- Your objective -
Copy, word for word, the lines of the entries below between the one with "For every <instance>" and the one with "positive clicks: (46, 54)", inclusive, and leave out everything else.
+++ Exercise materials
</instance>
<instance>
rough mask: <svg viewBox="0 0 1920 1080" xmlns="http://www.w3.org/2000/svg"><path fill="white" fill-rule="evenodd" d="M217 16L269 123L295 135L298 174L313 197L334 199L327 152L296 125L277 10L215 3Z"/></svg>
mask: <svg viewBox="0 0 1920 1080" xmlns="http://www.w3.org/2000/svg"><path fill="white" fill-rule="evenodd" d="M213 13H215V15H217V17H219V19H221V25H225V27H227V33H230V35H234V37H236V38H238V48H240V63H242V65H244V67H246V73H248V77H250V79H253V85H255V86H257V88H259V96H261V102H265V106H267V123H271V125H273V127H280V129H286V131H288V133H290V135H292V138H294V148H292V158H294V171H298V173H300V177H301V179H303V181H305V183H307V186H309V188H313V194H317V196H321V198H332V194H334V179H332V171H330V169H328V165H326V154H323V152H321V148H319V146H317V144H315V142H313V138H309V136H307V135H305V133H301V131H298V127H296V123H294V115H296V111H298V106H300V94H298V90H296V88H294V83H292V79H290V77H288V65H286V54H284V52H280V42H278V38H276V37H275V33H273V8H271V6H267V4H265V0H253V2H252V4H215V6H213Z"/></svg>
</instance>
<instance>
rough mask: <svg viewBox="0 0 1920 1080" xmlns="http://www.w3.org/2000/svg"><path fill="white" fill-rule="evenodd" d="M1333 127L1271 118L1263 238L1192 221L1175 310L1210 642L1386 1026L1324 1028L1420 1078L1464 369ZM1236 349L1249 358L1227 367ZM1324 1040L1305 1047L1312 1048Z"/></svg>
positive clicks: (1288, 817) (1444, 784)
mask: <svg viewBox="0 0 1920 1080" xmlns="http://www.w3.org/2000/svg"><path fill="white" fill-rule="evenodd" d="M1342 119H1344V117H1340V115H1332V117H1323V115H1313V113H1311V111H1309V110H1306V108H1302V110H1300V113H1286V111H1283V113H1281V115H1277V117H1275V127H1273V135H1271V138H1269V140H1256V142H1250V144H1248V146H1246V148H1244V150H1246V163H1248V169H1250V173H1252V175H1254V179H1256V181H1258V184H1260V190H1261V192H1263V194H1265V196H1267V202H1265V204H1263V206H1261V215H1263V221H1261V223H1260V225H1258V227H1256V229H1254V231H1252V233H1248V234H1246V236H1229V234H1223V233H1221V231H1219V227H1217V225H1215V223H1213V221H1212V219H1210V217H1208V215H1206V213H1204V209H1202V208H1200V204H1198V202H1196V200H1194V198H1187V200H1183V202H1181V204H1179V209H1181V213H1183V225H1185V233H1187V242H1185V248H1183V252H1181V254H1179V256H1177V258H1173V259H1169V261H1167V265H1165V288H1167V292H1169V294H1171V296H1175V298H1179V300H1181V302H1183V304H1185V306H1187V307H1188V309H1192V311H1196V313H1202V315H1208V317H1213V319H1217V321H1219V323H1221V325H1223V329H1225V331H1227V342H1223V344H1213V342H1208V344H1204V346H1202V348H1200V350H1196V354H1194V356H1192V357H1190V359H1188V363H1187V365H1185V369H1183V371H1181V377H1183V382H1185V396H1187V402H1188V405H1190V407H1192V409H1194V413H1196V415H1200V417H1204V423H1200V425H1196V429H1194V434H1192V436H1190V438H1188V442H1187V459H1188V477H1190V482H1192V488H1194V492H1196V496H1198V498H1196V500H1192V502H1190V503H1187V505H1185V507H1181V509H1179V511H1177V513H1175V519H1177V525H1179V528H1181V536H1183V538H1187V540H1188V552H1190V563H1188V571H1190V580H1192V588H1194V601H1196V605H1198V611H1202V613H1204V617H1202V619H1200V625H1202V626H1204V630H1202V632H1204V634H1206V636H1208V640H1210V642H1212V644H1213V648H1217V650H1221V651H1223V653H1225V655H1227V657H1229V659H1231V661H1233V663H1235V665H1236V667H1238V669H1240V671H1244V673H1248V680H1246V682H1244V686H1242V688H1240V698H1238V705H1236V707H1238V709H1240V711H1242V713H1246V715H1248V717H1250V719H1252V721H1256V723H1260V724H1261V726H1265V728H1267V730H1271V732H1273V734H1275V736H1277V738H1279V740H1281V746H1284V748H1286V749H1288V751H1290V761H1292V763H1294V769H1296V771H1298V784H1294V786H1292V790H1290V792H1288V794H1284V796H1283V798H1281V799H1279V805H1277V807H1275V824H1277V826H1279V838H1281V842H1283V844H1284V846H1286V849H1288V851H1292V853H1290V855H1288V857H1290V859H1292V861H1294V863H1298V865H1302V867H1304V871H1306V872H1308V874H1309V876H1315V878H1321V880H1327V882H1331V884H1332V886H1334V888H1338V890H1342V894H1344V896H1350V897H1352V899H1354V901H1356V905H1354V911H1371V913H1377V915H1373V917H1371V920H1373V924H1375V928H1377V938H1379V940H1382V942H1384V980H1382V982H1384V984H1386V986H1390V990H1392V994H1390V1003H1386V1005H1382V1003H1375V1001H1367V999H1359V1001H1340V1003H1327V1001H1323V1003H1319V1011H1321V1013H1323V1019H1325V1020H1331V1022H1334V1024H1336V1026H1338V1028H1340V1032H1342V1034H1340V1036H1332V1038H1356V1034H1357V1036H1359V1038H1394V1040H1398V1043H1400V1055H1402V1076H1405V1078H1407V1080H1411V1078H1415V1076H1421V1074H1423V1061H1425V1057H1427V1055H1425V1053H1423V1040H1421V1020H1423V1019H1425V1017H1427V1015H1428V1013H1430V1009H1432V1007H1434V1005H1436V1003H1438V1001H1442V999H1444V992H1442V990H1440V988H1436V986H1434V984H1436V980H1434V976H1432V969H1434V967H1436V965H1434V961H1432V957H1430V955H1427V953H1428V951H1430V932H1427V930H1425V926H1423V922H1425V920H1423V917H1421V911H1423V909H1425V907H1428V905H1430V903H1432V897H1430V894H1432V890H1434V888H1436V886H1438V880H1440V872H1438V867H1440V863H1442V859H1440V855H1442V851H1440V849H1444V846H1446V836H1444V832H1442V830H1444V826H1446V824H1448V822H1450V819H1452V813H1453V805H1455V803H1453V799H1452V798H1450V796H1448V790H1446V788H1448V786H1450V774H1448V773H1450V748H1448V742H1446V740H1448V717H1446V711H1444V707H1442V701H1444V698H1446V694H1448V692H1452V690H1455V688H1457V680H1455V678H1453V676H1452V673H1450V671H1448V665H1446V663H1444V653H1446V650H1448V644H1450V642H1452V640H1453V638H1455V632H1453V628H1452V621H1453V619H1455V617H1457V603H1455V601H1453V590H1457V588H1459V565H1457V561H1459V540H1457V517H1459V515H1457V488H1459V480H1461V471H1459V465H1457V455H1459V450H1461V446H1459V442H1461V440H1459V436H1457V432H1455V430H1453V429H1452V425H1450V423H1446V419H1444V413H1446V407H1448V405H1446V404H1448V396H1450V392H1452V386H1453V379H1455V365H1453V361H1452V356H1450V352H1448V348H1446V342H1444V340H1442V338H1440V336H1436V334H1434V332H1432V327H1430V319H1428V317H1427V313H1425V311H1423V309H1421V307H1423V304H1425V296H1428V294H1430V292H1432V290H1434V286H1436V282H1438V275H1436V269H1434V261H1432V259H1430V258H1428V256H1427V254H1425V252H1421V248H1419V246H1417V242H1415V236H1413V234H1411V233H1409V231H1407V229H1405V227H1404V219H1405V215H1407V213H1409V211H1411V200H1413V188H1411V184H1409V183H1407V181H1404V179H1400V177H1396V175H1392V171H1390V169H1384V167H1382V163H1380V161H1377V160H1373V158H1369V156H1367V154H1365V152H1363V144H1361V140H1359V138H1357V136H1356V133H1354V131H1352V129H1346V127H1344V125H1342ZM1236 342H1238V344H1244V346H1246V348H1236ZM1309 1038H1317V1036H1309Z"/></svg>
++++++
+++ Exercise materials
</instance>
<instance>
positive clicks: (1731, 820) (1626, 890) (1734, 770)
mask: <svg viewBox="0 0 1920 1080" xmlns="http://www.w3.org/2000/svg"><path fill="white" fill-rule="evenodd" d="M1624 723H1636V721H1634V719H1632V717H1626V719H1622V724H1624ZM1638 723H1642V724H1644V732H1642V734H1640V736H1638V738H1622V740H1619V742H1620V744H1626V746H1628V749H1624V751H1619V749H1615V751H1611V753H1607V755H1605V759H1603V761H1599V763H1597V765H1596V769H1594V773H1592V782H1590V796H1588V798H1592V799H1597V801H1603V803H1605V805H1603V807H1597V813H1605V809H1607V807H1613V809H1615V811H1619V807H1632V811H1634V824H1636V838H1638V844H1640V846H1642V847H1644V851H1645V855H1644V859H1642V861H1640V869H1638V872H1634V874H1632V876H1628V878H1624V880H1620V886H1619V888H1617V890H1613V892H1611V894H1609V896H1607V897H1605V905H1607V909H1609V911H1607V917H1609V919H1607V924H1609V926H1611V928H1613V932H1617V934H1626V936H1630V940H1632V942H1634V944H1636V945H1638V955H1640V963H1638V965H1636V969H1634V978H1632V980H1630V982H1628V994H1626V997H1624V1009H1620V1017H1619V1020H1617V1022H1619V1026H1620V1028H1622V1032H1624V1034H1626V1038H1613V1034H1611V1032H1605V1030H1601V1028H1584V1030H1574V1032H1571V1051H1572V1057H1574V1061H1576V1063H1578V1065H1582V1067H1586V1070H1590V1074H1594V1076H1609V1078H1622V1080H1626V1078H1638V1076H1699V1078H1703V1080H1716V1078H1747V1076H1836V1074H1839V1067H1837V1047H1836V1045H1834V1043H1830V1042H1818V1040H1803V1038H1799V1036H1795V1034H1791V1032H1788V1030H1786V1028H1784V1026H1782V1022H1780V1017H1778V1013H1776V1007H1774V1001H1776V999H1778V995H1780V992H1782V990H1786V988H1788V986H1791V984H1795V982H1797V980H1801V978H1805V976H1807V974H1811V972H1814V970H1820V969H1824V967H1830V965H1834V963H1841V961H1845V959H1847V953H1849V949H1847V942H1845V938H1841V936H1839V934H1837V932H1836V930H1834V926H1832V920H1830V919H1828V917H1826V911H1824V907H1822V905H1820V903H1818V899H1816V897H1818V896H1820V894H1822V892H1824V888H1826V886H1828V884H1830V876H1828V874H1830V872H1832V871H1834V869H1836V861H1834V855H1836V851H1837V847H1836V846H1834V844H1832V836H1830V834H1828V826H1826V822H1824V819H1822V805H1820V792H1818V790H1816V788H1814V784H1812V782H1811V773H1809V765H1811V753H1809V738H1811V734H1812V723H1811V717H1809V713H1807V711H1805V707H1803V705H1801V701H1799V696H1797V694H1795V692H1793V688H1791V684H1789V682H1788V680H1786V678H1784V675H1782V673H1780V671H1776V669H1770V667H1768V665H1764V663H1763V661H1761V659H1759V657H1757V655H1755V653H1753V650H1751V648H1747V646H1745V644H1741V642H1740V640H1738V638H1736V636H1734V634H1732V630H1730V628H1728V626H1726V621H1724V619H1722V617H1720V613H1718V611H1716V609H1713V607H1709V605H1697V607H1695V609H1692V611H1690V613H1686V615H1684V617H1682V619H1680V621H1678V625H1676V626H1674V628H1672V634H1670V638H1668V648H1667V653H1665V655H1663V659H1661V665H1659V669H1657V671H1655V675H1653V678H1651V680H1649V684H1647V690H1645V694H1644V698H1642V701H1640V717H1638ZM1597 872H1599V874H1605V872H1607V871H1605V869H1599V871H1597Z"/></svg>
++++++
+++ Exercise materials
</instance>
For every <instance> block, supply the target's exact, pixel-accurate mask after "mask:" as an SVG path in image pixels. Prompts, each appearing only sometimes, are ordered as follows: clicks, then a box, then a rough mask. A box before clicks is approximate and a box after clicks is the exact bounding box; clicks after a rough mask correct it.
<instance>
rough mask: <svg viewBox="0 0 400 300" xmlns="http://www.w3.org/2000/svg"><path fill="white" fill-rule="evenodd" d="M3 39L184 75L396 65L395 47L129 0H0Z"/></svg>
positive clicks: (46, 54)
++++++
- Result for this task -
For every <instance> block, supply the target's exact, pixel-accurate mask after "mask:" as an SVG path in image pixels. Prompts, each appearing only sometimes, are ordered as follows: clicks, then a box, then a rough mask. A box before clicks is approximate and a box after clicks is the exact bounding box; clicks after a rough mask correct it.
<instance>
rough mask: <svg viewBox="0 0 400 300" xmlns="http://www.w3.org/2000/svg"><path fill="white" fill-rule="evenodd" d="M3 39L184 75L396 65L395 47L129 0H0Z"/></svg>
positive clicks: (46, 54)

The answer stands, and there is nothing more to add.